--- Start of EXTRACTED MATERIAL ---
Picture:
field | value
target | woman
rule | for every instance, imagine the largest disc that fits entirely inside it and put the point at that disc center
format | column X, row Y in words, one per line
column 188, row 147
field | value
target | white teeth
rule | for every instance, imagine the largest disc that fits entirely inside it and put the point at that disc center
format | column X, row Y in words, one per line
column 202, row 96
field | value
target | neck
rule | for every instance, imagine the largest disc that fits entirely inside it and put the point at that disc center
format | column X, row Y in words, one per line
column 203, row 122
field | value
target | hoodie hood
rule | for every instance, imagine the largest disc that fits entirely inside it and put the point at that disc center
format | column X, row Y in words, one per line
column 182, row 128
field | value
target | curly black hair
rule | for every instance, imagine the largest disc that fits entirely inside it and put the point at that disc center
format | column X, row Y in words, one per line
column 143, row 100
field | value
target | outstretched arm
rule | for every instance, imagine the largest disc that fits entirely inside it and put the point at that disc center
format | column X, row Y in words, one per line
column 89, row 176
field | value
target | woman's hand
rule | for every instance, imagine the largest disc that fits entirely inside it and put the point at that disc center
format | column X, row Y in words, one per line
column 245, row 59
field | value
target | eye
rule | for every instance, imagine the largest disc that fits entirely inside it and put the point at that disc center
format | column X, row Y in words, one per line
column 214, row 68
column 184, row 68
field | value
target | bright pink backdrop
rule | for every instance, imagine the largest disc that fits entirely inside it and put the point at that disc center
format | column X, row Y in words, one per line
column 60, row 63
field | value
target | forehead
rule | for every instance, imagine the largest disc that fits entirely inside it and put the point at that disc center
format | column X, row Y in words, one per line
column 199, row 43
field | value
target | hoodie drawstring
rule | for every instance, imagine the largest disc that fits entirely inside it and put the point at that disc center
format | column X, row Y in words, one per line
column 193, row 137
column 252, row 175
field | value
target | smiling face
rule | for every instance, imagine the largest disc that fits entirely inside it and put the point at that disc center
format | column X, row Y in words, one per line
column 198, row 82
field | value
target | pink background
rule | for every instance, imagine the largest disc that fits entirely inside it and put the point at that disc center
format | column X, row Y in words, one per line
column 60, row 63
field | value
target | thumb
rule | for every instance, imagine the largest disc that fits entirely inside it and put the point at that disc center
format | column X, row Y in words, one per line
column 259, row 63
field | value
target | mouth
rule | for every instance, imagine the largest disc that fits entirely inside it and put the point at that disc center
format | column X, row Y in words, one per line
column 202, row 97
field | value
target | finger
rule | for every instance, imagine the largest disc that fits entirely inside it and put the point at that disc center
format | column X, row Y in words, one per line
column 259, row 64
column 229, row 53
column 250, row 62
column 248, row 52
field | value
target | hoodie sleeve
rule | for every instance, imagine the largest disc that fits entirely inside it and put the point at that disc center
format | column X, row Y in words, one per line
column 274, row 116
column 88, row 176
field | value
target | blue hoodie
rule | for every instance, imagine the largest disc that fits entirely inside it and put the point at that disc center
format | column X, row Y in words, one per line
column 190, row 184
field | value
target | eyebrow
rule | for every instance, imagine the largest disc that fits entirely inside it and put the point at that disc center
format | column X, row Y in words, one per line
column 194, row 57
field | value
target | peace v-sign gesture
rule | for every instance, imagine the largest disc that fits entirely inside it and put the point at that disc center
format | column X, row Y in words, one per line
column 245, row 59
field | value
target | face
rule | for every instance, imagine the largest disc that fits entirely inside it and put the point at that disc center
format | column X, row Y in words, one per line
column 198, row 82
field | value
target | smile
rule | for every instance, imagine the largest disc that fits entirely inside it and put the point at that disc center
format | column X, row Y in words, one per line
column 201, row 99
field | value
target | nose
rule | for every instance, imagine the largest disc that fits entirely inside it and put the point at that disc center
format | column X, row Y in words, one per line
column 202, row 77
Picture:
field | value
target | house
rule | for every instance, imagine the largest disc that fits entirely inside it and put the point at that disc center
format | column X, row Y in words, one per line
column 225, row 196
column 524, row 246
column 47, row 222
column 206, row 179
--- End of EXTRACTED MATERIAL ---
Format every line of the records above as a JSON list of strings, one string per line, leaving out blank lines.

[
  "Picture:",
  "field | value",
  "target | woman",
  "rule | for every instance, imagine the largest disc that fits entirely inside it and put the point at that disc center",
  "format | column X, row Y in words, one per line",
  "column 188, row 147",
  "field | value",
  "target | white teeth",
  "rule | for every instance, imagine the largest disc that fits entirely inside it and put the point at that disc center",
  "format | column X, row Y in words, one per line",
  "column 202, row 96",
  "field | value",
  "target | neck",
  "rule | for every instance, imagine the largest disc that fits entirely inside it and put the point at that disc center",
  "format | column X, row Y in words, one per line",
  "column 203, row 122",
  "field | value",
  "target | hoodie hood",
  "rule | for every instance, imagine the largest disc that fits entirely inside it and put the point at that disc center",
  "format | column X, row Y in words, one per line",
  "column 182, row 128",
  "field | value",
  "target | curly black hair",
  "rule | for every instance, imagine the largest disc that fits entirely inside it and put the point at that disc center",
  "format | column X, row Y in words, one per line",
  "column 143, row 100",
  "field | value",
  "target | outstretched arm",
  "rule | for every instance, imagine the largest disc that fits entirely inside it and put the point at that disc center",
  "format | column X, row Y in words, one per line",
  "column 89, row 176",
  "field | value",
  "target | woman's hand",
  "rule | for every instance, imagine the largest disc that fits entirely inside it and put the point at that disc center",
  "format | column X, row Y in words, one per line",
  "column 245, row 59",
  "field | value",
  "target | eye",
  "rule | for every instance, imagine the largest disc that fits entirely inside it and put the point at that disc center",
  "format | column X, row Y in words, one per line",
  "column 214, row 68",
  "column 184, row 68",
  "field | value",
  "target | bright pink backdrop",
  "rule | for every instance, imagine the largest disc that fits entirely inside it and put the point at that disc center",
  "format | column X, row Y in words, one per line",
  "column 60, row 63",
  "field | value",
  "target | forehead",
  "rule | for every instance, imagine the largest disc that fits entirely inside it and put the point at that disc center",
  "format | column X, row Y in words, one per line",
  "column 199, row 43",
  "field | value",
  "target | hoodie drawstring",
  "rule | for every instance, imagine the largest disc that fits entirely inside it and put the point at that disc center",
  "format | column X, row Y in words, one per line",
  "column 193, row 137",
  "column 252, row 175",
  "field | value",
  "target | smiling face",
  "rule | for every instance, imagine the largest disc that fits entirely inside it and put the point at that disc center",
  "format | column X, row Y in words, one per line",
  "column 198, row 82",
  "field | value",
  "target | pink background",
  "rule | for every instance, imagine the largest disc that fits entirely inside it and put the point at that disc center",
  "format | column X, row Y in words, one per line",
  "column 60, row 63",
  "field | value",
  "target | thumb",
  "rule | for every instance, imagine the largest disc that fits entirely inside it and put the point at that disc center",
  "format | column X, row Y in words, one per line",
  "column 259, row 63",
  "field | value",
  "target | mouth",
  "rule | for every instance, imagine the largest disc that fits entirely inside it and put the point at that disc center",
  "format | column X, row Y in words, one per line",
  "column 202, row 97",
  "field | value",
  "target | finger",
  "rule | for every instance, imagine the largest disc that fits entirely inside it and put the point at that disc center",
  "format | column X, row Y in words, one per line",
  "column 259, row 64",
  "column 229, row 53",
  "column 250, row 62",
  "column 248, row 52",
  "field | value",
  "target | hoodie sleeve",
  "rule | for every instance, imagine the largest disc that fits entirely inside it and put the point at that disc center",
  "format | column X, row Y in words, one per line",
  "column 274, row 116",
  "column 88, row 176",
  "field | value",
  "target | blue hoodie",
  "rule | for every instance, imagine the largest disc that fits entirely inside it and put the point at that disc center",
  "format | column X, row Y in words, one per line",
  "column 190, row 184",
  "field | value",
  "target | eyebrow",
  "rule | for every instance, imagine the largest disc that fits entirely inside it and put the point at that disc center",
  "format | column X, row Y in words, one per line",
  "column 194, row 57",
  "field | value",
  "target | peace v-sign gesture",
  "rule | for every instance, imagine the largest disc that fits entirely inside it and put the point at that disc center",
  "format | column X, row Y in words, one per line",
  "column 245, row 59",
  "field | value",
  "target | face",
  "rule | for every instance, imagine the largest disc that fits entirely inside it and put the point at that disc center",
  "format | column X, row Y in words, one per line",
  "column 198, row 82",
  "field | value",
  "target | smile",
  "rule | for every instance, imagine the largest disc that fits entirely inside it and put the point at that disc center",
  "format | column X, row Y in words, one per line",
  "column 201, row 99",
  "field | value",
  "target | nose",
  "rule | for every instance, imagine the largest disc that fits entirely inside it and put the point at that disc center",
  "format | column X, row Y in words, one per line",
  "column 202, row 77",
  "Picture:",
  "field | value",
  "target | house",
  "rule | for every instance, imagine the largest disc that fits entirely inside it and put the point at that disc center",
  "format | column X, row Y in words, one per line",
  "column 225, row 196",
  "column 524, row 246",
  "column 47, row 222",
  "column 206, row 179"
]